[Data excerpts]
=======

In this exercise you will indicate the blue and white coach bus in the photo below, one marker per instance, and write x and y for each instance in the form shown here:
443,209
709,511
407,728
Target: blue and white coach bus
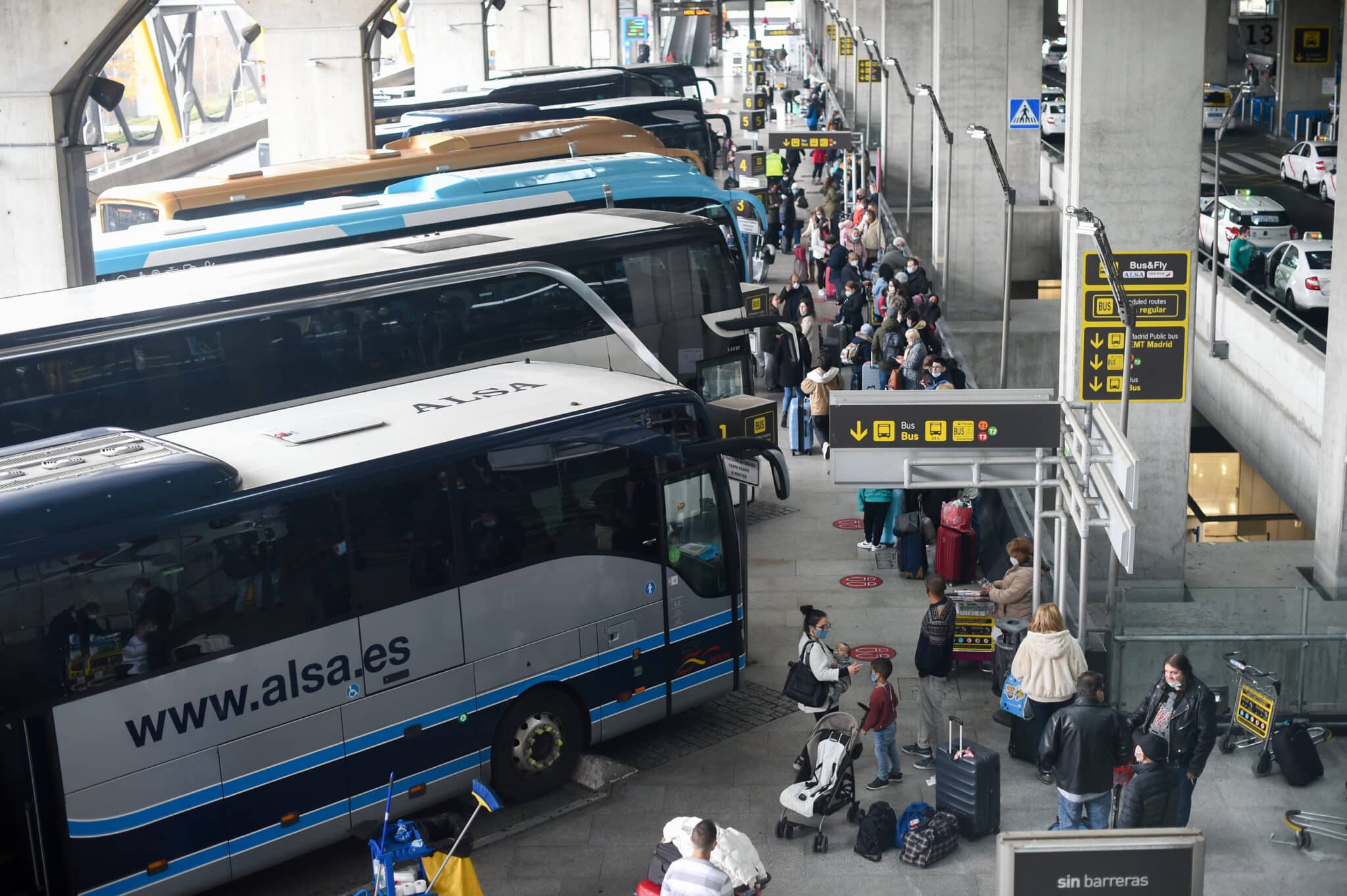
195,344
434,202
470,575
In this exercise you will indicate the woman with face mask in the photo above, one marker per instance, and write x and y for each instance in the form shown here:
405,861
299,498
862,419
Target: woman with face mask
1047,665
1014,595
817,653
1182,711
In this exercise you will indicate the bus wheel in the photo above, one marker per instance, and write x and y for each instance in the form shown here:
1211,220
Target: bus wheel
537,744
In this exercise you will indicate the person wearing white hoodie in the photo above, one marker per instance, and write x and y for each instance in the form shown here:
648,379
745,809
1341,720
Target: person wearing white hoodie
1047,665
818,385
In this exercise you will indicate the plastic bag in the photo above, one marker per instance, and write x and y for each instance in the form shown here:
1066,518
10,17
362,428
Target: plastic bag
460,879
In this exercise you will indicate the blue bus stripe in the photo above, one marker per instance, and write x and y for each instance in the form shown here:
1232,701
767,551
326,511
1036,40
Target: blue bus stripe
267,834
285,770
176,866
118,824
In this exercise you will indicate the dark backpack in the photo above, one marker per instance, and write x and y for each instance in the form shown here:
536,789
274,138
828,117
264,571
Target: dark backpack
876,832
893,344
911,818
664,856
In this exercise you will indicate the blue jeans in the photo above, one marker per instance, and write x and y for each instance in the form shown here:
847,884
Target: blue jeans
887,749
1097,812
1186,789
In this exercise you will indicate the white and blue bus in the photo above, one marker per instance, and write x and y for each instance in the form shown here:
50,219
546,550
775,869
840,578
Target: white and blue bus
434,202
220,641
194,344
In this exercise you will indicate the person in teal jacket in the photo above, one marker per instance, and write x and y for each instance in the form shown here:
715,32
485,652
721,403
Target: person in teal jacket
875,505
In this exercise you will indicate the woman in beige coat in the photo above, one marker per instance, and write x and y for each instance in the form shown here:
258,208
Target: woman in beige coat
1047,665
1014,595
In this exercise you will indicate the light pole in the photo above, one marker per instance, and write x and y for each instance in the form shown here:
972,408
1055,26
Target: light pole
1215,206
1089,225
912,124
978,132
924,89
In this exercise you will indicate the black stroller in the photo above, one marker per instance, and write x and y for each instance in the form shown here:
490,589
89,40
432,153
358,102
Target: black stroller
829,782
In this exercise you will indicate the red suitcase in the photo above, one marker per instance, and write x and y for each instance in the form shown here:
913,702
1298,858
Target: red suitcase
956,555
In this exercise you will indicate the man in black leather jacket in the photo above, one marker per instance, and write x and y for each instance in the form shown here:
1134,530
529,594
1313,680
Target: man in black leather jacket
1085,742
1152,795
1183,712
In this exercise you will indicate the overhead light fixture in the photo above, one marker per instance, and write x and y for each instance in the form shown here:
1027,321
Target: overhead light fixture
107,92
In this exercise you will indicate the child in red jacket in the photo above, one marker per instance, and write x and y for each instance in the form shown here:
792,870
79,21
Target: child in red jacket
883,719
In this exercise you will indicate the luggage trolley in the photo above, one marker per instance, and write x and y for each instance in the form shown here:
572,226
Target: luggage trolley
1254,708
1306,824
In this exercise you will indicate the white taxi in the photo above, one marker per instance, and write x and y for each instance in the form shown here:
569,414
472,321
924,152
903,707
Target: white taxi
1299,272
1214,103
1222,218
1054,119
1308,160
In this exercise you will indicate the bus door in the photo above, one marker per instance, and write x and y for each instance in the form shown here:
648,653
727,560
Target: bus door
30,809
698,594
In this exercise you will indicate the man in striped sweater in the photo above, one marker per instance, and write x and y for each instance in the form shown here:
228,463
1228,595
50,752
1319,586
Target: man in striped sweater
934,661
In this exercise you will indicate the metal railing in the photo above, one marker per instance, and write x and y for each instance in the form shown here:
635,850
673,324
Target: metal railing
1277,311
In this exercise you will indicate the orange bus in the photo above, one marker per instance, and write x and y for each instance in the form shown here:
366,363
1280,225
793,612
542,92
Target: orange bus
368,171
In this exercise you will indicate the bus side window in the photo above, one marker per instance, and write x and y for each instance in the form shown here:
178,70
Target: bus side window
402,538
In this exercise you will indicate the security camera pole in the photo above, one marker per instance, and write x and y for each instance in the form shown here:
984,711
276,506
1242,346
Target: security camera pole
912,124
1215,206
978,132
1089,225
924,89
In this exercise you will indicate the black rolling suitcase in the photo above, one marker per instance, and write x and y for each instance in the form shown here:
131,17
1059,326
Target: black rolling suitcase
967,784
1295,751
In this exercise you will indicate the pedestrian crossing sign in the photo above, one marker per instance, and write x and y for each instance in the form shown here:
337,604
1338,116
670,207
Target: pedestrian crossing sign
1024,113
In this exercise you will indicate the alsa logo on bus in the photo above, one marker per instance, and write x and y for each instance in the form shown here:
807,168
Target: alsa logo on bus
276,689
492,392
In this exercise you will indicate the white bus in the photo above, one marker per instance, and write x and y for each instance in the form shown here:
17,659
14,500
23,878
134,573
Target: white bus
220,641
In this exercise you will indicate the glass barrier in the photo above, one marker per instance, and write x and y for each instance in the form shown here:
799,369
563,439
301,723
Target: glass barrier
1292,632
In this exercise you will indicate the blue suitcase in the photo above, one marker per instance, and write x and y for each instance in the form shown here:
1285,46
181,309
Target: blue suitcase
802,436
872,377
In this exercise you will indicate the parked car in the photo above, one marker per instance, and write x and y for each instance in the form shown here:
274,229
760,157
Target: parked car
1308,160
1299,272
1268,221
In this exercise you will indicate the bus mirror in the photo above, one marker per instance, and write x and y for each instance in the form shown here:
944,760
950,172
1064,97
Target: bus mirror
745,447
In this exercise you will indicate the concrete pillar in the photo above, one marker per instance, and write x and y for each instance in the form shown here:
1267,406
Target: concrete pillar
522,37
45,236
985,54
1215,68
1300,87
605,27
317,70
907,38
1331,514
451,42
570,22
1119,61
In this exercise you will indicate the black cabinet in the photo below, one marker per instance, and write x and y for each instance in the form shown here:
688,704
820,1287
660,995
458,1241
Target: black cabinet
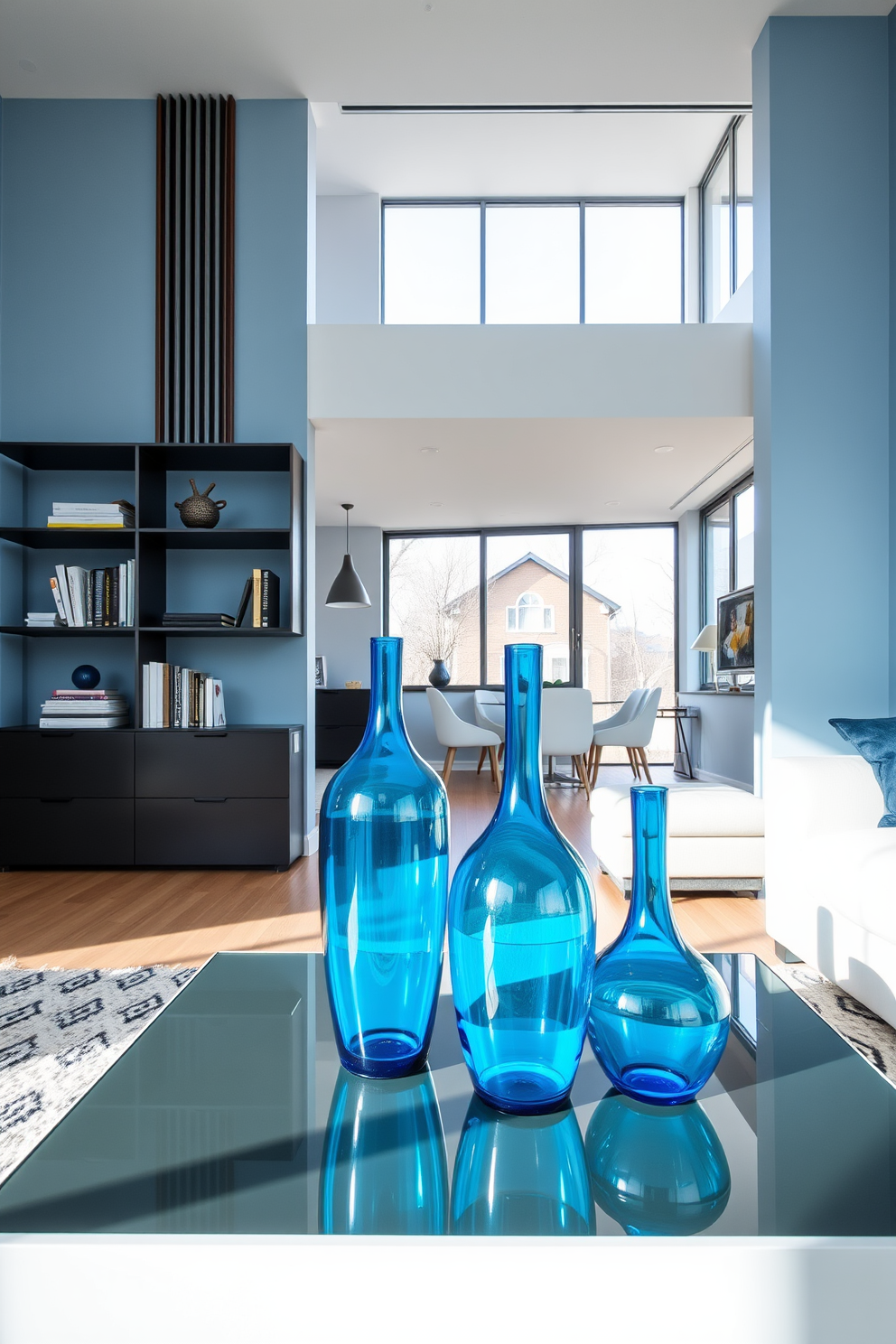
341,716
215,798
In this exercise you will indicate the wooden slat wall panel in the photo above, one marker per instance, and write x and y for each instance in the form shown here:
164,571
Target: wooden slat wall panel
195,269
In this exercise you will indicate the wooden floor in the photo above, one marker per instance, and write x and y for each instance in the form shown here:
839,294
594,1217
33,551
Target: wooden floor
138,919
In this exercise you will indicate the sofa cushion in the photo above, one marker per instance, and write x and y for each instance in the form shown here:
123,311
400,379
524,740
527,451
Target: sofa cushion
876,741
695,809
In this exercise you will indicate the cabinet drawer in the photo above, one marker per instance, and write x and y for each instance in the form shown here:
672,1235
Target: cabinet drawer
195,765
185,832
80,763
74,832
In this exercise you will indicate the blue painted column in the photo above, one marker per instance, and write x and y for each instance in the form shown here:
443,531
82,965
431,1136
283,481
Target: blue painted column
821,331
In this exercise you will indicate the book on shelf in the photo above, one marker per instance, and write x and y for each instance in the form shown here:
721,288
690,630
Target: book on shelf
94,598
181,698
118,514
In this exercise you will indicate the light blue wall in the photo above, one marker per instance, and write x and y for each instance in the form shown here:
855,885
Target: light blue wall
79,269
821,367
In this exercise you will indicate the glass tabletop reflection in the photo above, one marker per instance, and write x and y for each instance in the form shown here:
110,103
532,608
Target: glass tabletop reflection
231,1115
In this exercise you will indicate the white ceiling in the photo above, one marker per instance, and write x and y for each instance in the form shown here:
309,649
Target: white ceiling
518,472
397,51
521,154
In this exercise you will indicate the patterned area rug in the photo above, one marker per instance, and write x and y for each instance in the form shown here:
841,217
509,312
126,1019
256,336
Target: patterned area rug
60,1032
864,1030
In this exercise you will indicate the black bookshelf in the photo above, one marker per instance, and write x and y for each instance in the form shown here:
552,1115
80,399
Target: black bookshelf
154,545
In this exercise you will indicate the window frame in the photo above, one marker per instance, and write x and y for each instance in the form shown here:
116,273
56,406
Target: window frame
707,617
484,201
730,144
576,585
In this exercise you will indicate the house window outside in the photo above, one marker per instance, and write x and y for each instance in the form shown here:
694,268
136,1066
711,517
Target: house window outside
539,261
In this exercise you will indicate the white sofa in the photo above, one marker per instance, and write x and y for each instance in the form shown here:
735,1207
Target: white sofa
714,837
830,881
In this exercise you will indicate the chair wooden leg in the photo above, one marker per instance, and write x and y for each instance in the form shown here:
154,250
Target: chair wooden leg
496,773
597,766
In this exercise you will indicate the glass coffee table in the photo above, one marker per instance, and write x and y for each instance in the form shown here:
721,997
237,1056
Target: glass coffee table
231,1115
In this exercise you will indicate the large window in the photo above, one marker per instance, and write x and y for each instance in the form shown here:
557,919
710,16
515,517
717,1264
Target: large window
727,234
727,553
601,601
559,261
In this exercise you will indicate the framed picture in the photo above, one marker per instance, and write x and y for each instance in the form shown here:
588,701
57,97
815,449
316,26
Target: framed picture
735,632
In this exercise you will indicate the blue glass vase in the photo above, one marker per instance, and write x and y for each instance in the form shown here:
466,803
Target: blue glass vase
385,1170
520,1176
521,926
658,1171
383,881
659,1013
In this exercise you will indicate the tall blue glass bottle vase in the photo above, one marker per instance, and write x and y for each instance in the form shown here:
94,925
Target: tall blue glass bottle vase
521,926
659,1013
385,1168
383,879
520,1176
658,1171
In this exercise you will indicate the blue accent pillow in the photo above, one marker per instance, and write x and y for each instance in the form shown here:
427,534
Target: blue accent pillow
874,740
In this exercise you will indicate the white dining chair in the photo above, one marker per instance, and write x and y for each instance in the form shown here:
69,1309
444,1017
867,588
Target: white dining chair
633,734
567,727
454,733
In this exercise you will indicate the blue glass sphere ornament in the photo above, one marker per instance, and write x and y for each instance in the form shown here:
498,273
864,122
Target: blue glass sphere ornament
385,1168
658,1171
659,1013
521,926
383,881
85,677
520,1176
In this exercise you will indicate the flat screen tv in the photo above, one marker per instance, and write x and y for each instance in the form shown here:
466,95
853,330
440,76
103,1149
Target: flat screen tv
735,636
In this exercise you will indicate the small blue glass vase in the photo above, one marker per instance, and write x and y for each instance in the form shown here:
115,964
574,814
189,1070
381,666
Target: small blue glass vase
658,1171
659,1013
383,881
520,1176
385,1168
521,926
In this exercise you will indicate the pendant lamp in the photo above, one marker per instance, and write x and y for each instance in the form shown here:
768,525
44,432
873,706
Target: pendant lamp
347,589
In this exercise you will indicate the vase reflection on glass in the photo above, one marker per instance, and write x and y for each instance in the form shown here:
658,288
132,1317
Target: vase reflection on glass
520,1176
385,1170
383,881
521,926
659,1013
658,1171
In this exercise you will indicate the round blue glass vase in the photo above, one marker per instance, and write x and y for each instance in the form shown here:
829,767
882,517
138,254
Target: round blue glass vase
520,1176
385,1168
658,1171
383,881
521,926
659,1013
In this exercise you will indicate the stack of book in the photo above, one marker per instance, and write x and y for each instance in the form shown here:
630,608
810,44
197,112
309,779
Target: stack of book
94,597
262,590
73,708
182,698
203,619
118,514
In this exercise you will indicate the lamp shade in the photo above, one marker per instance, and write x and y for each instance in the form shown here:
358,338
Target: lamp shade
705,641
347,589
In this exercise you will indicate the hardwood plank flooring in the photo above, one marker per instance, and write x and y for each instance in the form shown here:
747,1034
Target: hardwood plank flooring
102,919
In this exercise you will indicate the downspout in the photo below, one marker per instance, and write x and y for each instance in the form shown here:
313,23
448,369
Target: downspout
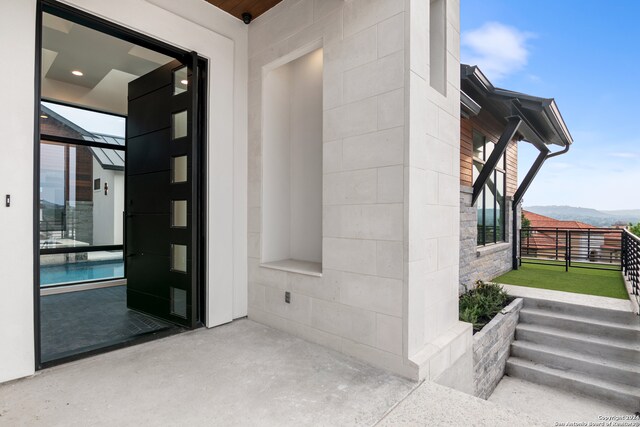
517,197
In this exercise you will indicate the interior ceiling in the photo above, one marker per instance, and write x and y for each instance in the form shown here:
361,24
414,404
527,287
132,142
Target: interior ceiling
108,64
238,7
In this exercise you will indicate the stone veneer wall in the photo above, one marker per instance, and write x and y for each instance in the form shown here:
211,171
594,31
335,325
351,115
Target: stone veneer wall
491,349
478,262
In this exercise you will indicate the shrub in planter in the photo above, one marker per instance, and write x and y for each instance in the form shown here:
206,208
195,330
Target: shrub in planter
479,305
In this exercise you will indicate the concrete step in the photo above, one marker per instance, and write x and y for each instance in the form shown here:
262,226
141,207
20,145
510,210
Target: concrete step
596,313
625,396
594,366
581,323
609,348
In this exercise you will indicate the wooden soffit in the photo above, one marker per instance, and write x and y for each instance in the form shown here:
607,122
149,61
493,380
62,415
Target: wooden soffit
238,7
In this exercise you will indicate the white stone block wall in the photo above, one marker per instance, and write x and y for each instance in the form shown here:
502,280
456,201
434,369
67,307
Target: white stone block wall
388,289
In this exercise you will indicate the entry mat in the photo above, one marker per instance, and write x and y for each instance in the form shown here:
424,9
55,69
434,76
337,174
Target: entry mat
78,322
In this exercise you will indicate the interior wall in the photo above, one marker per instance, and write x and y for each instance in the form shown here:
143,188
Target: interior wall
191,25
17,23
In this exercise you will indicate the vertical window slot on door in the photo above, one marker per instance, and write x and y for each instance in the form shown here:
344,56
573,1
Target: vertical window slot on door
179,213
179,125
179,258
180,80
179,169
179,302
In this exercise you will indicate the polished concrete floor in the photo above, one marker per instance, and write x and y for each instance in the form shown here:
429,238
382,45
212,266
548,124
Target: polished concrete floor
242,373
77,322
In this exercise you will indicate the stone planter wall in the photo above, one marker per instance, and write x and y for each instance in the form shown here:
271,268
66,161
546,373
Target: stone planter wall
491,348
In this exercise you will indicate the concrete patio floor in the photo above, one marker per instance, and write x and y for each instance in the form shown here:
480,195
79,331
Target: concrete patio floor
551,405
242,373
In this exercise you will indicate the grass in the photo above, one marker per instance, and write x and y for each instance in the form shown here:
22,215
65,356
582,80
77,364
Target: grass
577,280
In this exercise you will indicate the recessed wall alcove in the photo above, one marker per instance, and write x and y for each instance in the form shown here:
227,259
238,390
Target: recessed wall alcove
292,164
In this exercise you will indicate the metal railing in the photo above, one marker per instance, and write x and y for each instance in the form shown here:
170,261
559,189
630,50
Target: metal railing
631,261
598,248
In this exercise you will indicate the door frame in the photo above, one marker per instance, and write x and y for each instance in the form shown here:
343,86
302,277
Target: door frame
107,27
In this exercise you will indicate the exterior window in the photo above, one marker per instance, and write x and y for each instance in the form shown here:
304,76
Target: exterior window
491,204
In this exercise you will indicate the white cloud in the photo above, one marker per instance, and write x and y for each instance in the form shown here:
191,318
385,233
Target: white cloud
499,50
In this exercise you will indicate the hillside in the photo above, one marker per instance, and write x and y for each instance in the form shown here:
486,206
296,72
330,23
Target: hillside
590,216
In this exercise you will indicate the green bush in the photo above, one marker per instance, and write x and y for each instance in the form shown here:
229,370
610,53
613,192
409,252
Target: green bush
478,306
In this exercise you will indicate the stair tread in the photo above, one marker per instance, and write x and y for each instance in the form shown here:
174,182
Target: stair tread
629,367
576,376
564,316
597,339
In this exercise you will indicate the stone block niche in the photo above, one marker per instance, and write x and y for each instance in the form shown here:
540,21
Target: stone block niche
292,164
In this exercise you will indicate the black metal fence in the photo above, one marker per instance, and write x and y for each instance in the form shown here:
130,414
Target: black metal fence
599,248
631,261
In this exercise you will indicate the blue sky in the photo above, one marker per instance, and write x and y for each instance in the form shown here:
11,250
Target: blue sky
584,54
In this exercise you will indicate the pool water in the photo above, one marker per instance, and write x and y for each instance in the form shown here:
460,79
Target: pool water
81,272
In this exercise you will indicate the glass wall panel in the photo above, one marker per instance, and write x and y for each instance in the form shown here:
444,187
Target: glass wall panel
490,212
478,145
60,269
500,206
480,217
79,123
81,196
477,167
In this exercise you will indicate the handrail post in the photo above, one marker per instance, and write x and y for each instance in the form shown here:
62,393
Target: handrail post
567,246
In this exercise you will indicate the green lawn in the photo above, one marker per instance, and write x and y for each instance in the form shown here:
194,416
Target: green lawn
577,280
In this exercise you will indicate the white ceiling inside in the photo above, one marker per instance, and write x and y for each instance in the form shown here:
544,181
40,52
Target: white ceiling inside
108,64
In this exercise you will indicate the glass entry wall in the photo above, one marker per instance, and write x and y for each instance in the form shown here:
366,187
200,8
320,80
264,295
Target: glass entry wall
82,159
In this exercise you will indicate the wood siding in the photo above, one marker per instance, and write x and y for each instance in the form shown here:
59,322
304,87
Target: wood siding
491,129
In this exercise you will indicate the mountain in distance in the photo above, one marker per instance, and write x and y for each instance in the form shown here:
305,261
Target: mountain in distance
590,216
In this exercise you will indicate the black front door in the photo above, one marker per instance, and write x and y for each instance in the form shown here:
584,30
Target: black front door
162,184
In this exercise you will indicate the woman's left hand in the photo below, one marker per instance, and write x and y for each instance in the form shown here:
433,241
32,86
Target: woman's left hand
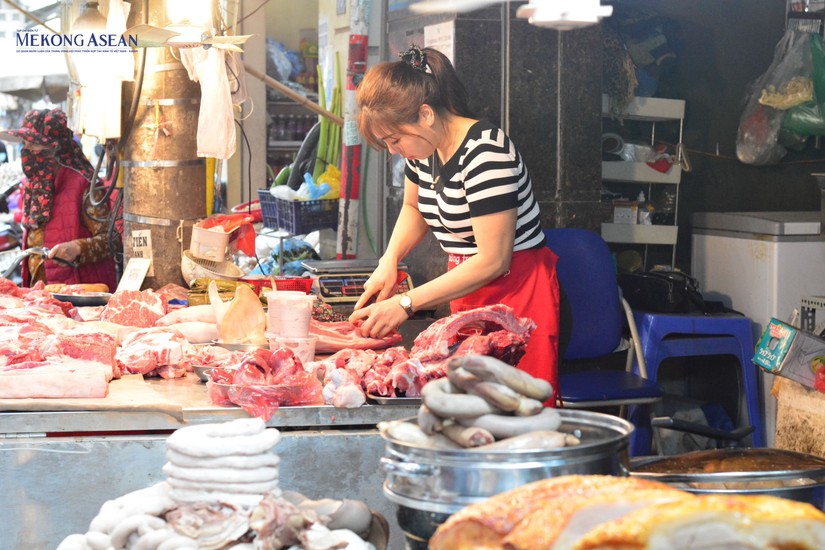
380,318
68,251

=======

--- PROBLEM TO SOLVE ---
Every line with "below" in it should be copied from the entries above.

--- RESPONSE ---
In this exercise you will indicate the blue and white coach bus in the photo below, one marker per instance, and write x and y for each instance in the form shown here:
In this exercise you will indicate the black cabinet in the photo below, one marker per instance, and write x and y for each instance in the form shown here:
In this exercise you will indicate the downspout in the photo below, one marker per instance, and write x and y for each instance in the form shown here:
In this exercise you will indicate the woman's left hand in the photo below, one marker per instance, and write x and y for each instance in the form shown here:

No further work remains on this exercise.